In the first week of December 1905, the Magistrate ruled that Esty was guilty. The punishment was a fine of $20 and the costs associated with the trial. It was reported by newspapers following the case that Esty had already taken steps to appeal the case.
The First Appeal
The first appeal of this case came before Judge Holt, this time in the Goderich Courthouse only weeks later, according to a January 1906 issue of the Wingham Advance.
Due to the absence of a material witness for the defendant, Holmes asked for an adjournment, and a medical certificate was produced to account for the absence. The case was adjourned until a future day and it was agreed upon by both parties that the respondent would pay the costs of the day. However, both parties could not agree on the hearing of any evidence during that sitting.
“The court suggested that evidence of the present witness be taken and the evidence of the absent one taken at the next sitting,” the Advance reported. “To this suggestion the counsel for the respondent would not agree.”
The second sitting was held in the Wingham Courthouse in mid- January 1906. Judge Holt heard from a number of witnesses before reserving his decision until the following month where he quashed the previous decision of Magistrate Ross.
+ + + +
§ **PARTS OF THE EXERCISE**
1. In the account of the Esty case, what punishment did the Magistrate hand down in December 1905?
2. Name every person mentioned by name in the account of the Esty case.
3. Carry on the account of the Esty case from its last sentence.

Records taken from a dataset
+ + + +
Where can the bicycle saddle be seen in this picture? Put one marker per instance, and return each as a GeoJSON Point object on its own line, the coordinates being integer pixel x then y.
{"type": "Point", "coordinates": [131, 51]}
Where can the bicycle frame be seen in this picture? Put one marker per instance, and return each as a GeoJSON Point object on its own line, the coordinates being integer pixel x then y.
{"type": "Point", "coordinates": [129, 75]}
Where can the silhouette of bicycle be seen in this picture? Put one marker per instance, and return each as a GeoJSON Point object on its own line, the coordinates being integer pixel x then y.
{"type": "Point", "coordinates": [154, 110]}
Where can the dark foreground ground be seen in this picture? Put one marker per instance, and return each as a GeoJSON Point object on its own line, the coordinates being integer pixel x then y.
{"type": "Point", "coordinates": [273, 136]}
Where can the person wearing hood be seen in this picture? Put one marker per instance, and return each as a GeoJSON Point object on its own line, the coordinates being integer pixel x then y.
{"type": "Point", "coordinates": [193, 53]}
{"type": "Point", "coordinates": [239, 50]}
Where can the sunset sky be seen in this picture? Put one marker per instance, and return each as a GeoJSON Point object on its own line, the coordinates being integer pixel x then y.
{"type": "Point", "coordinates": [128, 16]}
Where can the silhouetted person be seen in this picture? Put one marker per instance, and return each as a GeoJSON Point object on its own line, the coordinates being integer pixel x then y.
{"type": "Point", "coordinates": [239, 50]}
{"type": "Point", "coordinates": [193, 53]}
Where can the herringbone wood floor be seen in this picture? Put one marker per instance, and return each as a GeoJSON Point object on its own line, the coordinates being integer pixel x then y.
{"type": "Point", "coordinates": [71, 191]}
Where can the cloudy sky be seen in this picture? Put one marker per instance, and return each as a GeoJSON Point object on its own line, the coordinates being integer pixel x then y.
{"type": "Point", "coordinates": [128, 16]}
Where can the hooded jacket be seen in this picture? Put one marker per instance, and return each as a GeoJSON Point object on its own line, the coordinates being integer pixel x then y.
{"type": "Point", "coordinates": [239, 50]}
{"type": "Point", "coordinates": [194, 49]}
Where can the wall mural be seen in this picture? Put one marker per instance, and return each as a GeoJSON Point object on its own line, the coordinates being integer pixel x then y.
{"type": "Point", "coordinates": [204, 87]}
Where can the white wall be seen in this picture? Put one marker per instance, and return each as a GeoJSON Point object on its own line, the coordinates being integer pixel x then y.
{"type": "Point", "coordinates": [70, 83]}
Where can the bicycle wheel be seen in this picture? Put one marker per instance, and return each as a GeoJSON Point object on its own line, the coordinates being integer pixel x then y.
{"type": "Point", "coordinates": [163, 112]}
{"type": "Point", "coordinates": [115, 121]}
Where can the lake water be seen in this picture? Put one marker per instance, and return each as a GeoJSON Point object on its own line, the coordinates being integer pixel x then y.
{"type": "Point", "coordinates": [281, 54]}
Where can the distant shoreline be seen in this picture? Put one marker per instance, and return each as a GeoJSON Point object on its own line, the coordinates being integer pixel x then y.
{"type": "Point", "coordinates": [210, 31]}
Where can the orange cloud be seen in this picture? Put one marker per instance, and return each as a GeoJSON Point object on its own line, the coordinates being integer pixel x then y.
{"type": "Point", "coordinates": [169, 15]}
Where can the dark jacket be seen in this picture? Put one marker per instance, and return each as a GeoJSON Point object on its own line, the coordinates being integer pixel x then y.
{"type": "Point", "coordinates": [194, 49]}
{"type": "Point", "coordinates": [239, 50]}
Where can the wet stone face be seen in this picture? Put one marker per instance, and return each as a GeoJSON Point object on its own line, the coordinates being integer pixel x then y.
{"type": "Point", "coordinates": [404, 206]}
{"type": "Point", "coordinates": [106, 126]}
+ + + +
§ **ANSWERS FOR THE TASKS**
1. A fine of $20 plus the costs of the trial.

2. Esty, Judge Holt, Holmes, Magistrate Ross

3.
The Wingham Advance wrote, “the costs in this case must be very heavy, as it has been tried in Gorrie, Goderich and Wingham and eight to ten witnesses had to appear at each court. Mr. Clegg, the inspector, will probably realize the necessity of enquiring into the character of his informants hereafter.”
As I was continuing to research the character of Esty, I found an article published two years after the trial, showcasing that Esty’s reputation had not been cleared with his fines.
“It is reported that there is horrible rowdyism practiced at the King Edward Hotel,” the Wingham Advance reported on Nov. 12, 1908. “There was a pugilistic encounter between the bartender and one of the frequenters, in which the former came off victorious, disabling the latter very badly. From all accounts, there is work for the license Inspector. May he be alive to his duty… Right thinking citizens are disgusted with what they hear about the hotel and the actions there.”
After publishing these details, the newspaper twice issued clarifications, the first from the reporter stating in the following week’s issue that he was misinformed in regard to the quarrel. The unknown author went on to write that it “did not happen in the premises of the King Edward (hotel) and the proprietor was not responsible for the dispute.”
Two weeks after the first article about the dispute was published, the editor of the Advance, Theo Hall, addressed the topic.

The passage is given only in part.